## Assigned task A:
In the essay on Tarrou, what two reasons are given for why Rieux only comes close to being a hero?
## Assigned task B:
Name every character from the novel whom the essay on Tarrou identifies by name.
## Assigned task C:
Carry the essay on Tarrou forward, beginning after its final sentence.

## Given text:
----
Tarrou: the Plague's Only Hero
In "The Plague", Albert Camus pits humanity against an unstoppable force of nature: the bubonic plague. He creates a variety of characters who all deal with the plague in their own way, but only Tarrou acts heroically. Rieux comes close to a hero, but he fights the plague because it's expected of him and shows indifference at the end of the book. Besides Rieux and Tarrou, none of the other characters show any heroism or resistance to the plague, except the sanitation squad under Tarrou. Through Tarrou alone, Camus asks the reader how to heroically deal with death. Tarrou also provides an example of heroes who get crushed by fate for defiance. For these reasons, only Tarrou can be considered a hero.
All the characters except Rieux and Tarrou can't be considered heroes. Paneloux believes in sainthood and God, but he offers no resistance to the plague since he believes it was divinely sent. Rambert chooses to run from the problem rather than face it. McCarthy also points out that he neglects his basic duty as a reporter by failing to record anything (109); a duty which Rieux and Tarrou fulfill. Grand produces two sentences and does nothing to fight the plague, which McCarthy interprets as a parody of Rieux's inability to explain the plague (109-10). Cottard wholeheartedly embraces the plague, revels in it, and attempts to profit from it. The rest of the people either waste their time, waiting for the end (the old man spitting on the cats, the bean-counter, etc.) or join the sanitation squad, under Tarrou. Nobody takes a stand and resists death except Rieux and Tarrou.
----
(Referring expression pointing data)
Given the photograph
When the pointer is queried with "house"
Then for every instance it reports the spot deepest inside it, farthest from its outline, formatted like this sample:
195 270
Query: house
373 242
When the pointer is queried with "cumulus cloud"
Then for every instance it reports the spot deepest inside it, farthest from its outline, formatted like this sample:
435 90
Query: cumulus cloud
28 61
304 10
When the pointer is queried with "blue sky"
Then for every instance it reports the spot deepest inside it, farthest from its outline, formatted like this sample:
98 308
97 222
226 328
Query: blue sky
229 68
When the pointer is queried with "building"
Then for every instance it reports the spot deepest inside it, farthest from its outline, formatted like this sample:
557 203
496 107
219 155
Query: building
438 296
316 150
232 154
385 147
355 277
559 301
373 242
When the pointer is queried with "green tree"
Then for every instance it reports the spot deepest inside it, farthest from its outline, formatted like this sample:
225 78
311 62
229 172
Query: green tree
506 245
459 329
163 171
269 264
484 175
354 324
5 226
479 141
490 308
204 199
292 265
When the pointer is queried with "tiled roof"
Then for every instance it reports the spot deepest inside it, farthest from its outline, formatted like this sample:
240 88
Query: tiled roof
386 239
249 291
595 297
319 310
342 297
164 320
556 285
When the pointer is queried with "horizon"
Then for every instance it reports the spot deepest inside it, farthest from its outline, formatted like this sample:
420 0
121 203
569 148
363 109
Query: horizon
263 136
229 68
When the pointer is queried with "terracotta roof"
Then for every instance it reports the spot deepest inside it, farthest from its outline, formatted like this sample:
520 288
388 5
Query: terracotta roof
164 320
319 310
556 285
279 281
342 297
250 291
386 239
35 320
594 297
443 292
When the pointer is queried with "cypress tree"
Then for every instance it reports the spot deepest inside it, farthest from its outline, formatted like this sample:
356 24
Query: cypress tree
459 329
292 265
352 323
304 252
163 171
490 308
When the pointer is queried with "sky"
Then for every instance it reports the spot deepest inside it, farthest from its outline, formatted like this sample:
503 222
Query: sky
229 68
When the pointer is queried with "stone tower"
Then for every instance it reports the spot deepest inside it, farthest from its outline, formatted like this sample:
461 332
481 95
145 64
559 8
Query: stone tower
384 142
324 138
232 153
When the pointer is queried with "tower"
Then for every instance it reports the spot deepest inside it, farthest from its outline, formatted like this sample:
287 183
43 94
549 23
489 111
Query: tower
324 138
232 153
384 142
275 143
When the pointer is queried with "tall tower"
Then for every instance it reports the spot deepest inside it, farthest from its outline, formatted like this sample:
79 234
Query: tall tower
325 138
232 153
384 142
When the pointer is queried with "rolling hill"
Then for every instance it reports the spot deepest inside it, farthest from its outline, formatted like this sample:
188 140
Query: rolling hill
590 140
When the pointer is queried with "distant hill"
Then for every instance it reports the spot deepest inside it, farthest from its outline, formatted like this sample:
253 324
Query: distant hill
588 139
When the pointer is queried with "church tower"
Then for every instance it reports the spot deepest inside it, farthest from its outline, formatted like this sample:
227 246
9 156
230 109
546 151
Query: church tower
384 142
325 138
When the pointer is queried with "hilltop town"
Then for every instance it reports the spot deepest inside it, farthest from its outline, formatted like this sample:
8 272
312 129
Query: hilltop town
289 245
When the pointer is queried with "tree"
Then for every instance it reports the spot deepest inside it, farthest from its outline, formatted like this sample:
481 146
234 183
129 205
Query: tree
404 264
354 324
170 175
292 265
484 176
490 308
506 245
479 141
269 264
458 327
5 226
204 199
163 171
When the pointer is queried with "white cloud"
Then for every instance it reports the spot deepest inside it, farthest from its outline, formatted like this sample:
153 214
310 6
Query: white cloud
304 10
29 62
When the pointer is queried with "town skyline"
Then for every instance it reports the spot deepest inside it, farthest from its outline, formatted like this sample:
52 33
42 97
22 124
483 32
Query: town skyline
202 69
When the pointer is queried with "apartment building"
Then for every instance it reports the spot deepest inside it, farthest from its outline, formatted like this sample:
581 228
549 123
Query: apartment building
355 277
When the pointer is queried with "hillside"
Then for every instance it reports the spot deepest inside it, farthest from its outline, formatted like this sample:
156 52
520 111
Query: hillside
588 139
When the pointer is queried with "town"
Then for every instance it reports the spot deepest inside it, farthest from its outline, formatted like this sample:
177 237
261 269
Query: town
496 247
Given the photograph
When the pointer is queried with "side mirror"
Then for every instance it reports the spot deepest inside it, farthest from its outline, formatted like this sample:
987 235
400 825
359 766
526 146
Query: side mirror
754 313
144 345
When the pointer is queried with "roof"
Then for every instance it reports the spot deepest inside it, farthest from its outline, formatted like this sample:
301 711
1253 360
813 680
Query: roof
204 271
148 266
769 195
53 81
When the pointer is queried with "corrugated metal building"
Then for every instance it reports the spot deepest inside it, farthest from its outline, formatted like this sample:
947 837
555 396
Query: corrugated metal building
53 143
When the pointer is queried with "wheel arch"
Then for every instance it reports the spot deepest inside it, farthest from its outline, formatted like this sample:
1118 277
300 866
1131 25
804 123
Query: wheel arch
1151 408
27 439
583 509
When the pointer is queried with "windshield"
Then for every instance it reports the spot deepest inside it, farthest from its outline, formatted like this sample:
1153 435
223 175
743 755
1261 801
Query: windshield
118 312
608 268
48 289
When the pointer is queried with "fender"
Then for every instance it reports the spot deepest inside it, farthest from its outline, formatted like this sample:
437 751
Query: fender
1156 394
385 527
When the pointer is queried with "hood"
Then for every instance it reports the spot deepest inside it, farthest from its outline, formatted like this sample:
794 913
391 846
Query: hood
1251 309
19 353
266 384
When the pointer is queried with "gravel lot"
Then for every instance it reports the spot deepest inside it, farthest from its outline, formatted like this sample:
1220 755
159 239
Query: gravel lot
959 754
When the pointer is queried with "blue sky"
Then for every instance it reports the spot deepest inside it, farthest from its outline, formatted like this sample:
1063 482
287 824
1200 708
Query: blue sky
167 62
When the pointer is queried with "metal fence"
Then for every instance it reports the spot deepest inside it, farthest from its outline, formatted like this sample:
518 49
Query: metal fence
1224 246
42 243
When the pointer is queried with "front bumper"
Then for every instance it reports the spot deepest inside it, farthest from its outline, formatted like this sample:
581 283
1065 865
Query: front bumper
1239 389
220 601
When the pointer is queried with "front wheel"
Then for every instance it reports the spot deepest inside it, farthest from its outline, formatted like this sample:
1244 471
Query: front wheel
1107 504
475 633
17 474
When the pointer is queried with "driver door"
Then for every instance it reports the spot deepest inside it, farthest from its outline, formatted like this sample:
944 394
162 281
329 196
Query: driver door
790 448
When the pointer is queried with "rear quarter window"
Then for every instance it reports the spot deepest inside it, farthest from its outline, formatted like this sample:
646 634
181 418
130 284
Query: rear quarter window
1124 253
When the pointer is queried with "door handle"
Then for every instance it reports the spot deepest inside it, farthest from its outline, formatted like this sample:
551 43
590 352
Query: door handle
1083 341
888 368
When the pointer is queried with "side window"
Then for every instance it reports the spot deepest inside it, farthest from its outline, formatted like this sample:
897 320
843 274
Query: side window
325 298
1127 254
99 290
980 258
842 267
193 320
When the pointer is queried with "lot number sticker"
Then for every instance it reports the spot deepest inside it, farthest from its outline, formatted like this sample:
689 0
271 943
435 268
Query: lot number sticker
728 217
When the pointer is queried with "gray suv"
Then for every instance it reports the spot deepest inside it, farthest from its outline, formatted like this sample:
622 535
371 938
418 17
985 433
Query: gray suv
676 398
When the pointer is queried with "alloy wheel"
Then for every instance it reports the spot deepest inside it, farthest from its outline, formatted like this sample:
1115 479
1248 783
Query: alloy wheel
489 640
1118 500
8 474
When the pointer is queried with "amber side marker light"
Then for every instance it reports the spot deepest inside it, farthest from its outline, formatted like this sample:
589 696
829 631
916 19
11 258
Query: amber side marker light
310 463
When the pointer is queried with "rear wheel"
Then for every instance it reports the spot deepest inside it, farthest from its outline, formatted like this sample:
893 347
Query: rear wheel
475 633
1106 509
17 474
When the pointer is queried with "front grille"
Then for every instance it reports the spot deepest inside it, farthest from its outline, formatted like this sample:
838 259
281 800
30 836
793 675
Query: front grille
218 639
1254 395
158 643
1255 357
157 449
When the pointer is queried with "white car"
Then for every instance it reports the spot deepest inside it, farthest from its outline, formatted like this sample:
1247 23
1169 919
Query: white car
----
## Task result A:
Rieux fights the plague because it is expected of him, and he shows indifference at the end of the book.

## Task result B:
Tarrou, Rieux, Paneloux, Rambert, Grand, Cottard

## Task result C:
Rieux and Tarrou do seem to show the same level of heroism. Both resist the plague, both are symbolically cleansed in the river, and both record the events of Oran. Brée thinks that for Rieux "morality is first of all a question of curing people (150)." Rieux fights the plague only because he sees it as his duty, and one has to wonder if he would have done anything if he wasn't a doctor. He views the plague as "a never-ending defeat." Tarrou acts for a more noble purpose: to gain sainthood. (Paneloux might also be considered a hero for this reason, but he doesn't fight the plague as Tarrou does.) He's somewhat like
Dwight Towers in "On the Beach", viewing the time before death as a period of grace. G. Picon also points out that Tarrou sacrifices his life, and thus pays more for his heroism than Rieux (Brée 150). By the end of the book Rieux has been reduced to methodically diagnosing patients, while Tarrou has died and supposedly attained sainthood. Tarrou accomplishes his goal, but Rieux hasn't been able to cure everyone of the plague.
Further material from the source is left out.